TEXTO PARA LEITURA |
De fato, a Base Aérea de Campo Grande recebeu entre julho e agosto de 2025 aeronaves e militares norte-americanos para um exercício militar, chamado Tápio, para simulações de missões de paz, guerra irregular, guerra eletrônica e ajuda humanitária. O objetivo é fortalecer a cooperação entre a FAB, o Exército, a Marinha e forças estrangeiras.

Mas, diferentemente do que as peças de desinformação levam a crer, esse exercício militar conjunto com os Estados Unidos não representa um rompimento da FAB com o governo brasileiro. 

Uma busca no site da FAB pelo termo “Tápio” levou a diferentes notícias que informam que a operação é realizada desde 2018. 

Em 2 de maio daquele ano, foi noticiado que o Exercício Operacional (EXOP) Tápio iria reunir mais de 700 militares e mais de 20 esquadrões para um treinamento na Base Aérea de Campo Grande. 

Segundo o texto, aquele era o primeiro grande exercício militar desde a reestruturação da FAB e tinha como objetivo preparar os militares para ações de Força Aérea em cenário similar ao de missões de paz da Organização das Nações Unidas (ONU). 

Em maio de 2019, a segunda edição do treinamento foi realizada e, além dos esquadrões aéreos da FAB, e também contou com a participação de outras unidades, como a Marinha do Brasil, o Exército Brasileiro e a Força Aérea dos Estados Unidos (USAF).

OBJETIVO 1 |
Reescreva em forma de lista o parágrafo do texto sobre o exercício Tápio que começa com “De fato, a Base Aérea”, mantendo os fatos principais.
OBJETIVO 2 |
Transcreva do texto sobre o exercício Tápio o trecho que vai de “De fato, a Base” a “de Campo Grande.”, sem nenhuma alteração.
Não é preciso consultar os dados.

DADOS DE ORIGEM |
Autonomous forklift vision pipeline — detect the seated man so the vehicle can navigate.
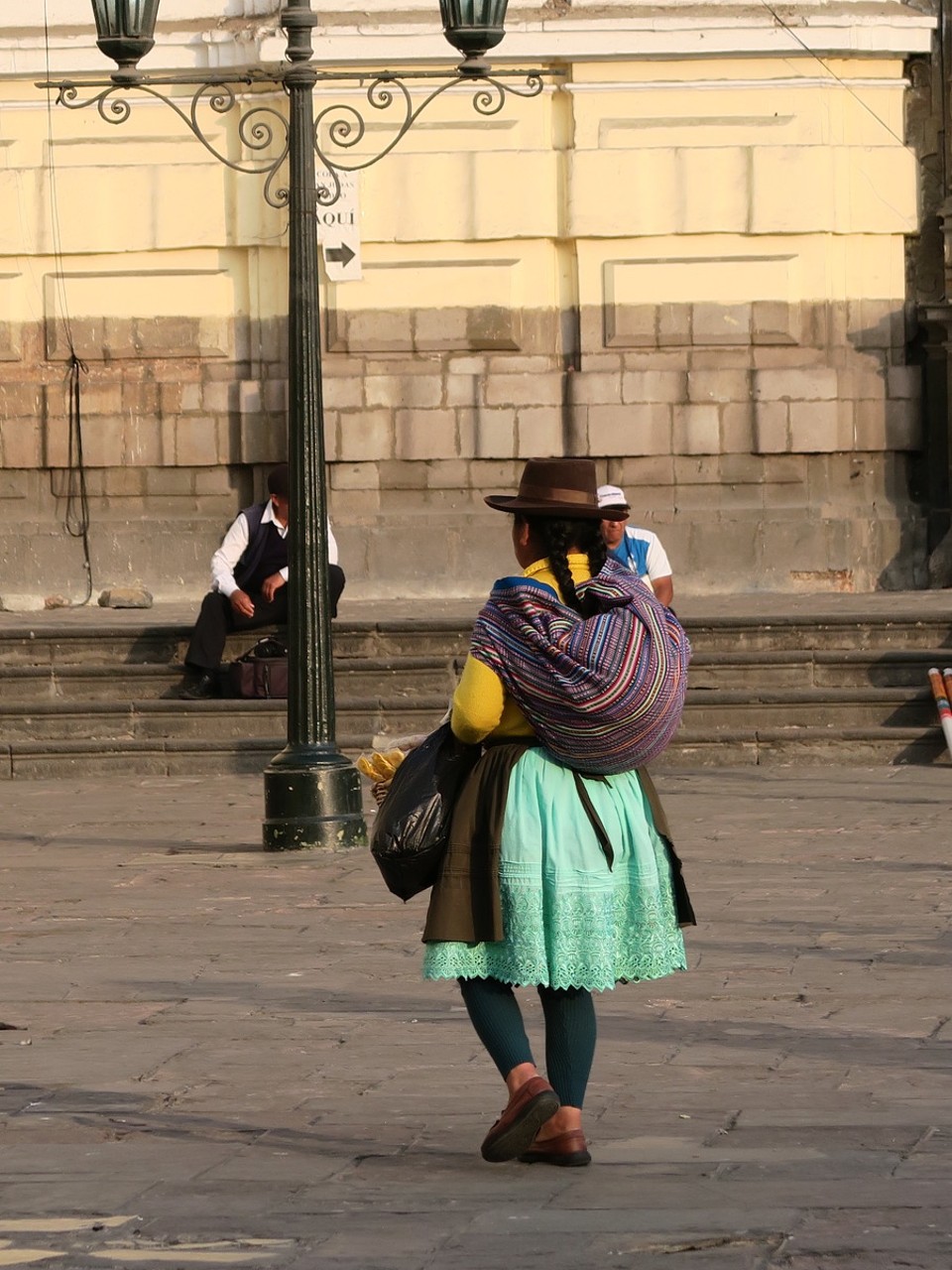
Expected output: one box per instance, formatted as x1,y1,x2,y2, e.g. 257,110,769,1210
178,463,344,701
598,485,674,608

RESOLUÇÃO DETALHADA 1 |
- Entre julho e agosto de 2025, a Base Aérea de Campo Grande recebeu aeronaves e militares norte-americanos para o exercício militar Tápio.
- O exercício simula missões de paz, guerra irregular, guerra eletrônica e ajuda humanitária.
- O objetivo é fortalecer a cooperação entre a FAB, o Exército, a Marinha e forças estrangeiras.

RESOLUÇÃO DETALHADA 2 |
De fato, a Base Aérea de Campo Grande recebeu entre julho e agosto de 2025 aeronaves e militares norte-americanos para um exercício militar, chamado Tápio, para simulações de missões de paz, guerra irregular, guerra eletrônica e ajuda humanitária. O objetivo é fortalecer a cooperação entre a FAB, o Exército, a Marinha e forças estrangeiras.

Mas, diferentemente do que as peças de desinformação levam a crer, esse exercício militar conjunto com os Estados Unidos não representa um rompimento da FAB com o governo brasileiro. 

Uma busca no site da FAB pelo termo “Tápio” levou a diferentes notícias que informam que a operação é realizada desde 2018. 

Em 2 de maio daquele ano, foi noticiado que o Exercício Operacional (EXOP) Tápio iria reunir mais de 700 militares e mais de 20 esquadrões para um treinamento na Base Aérea de Campo Grande.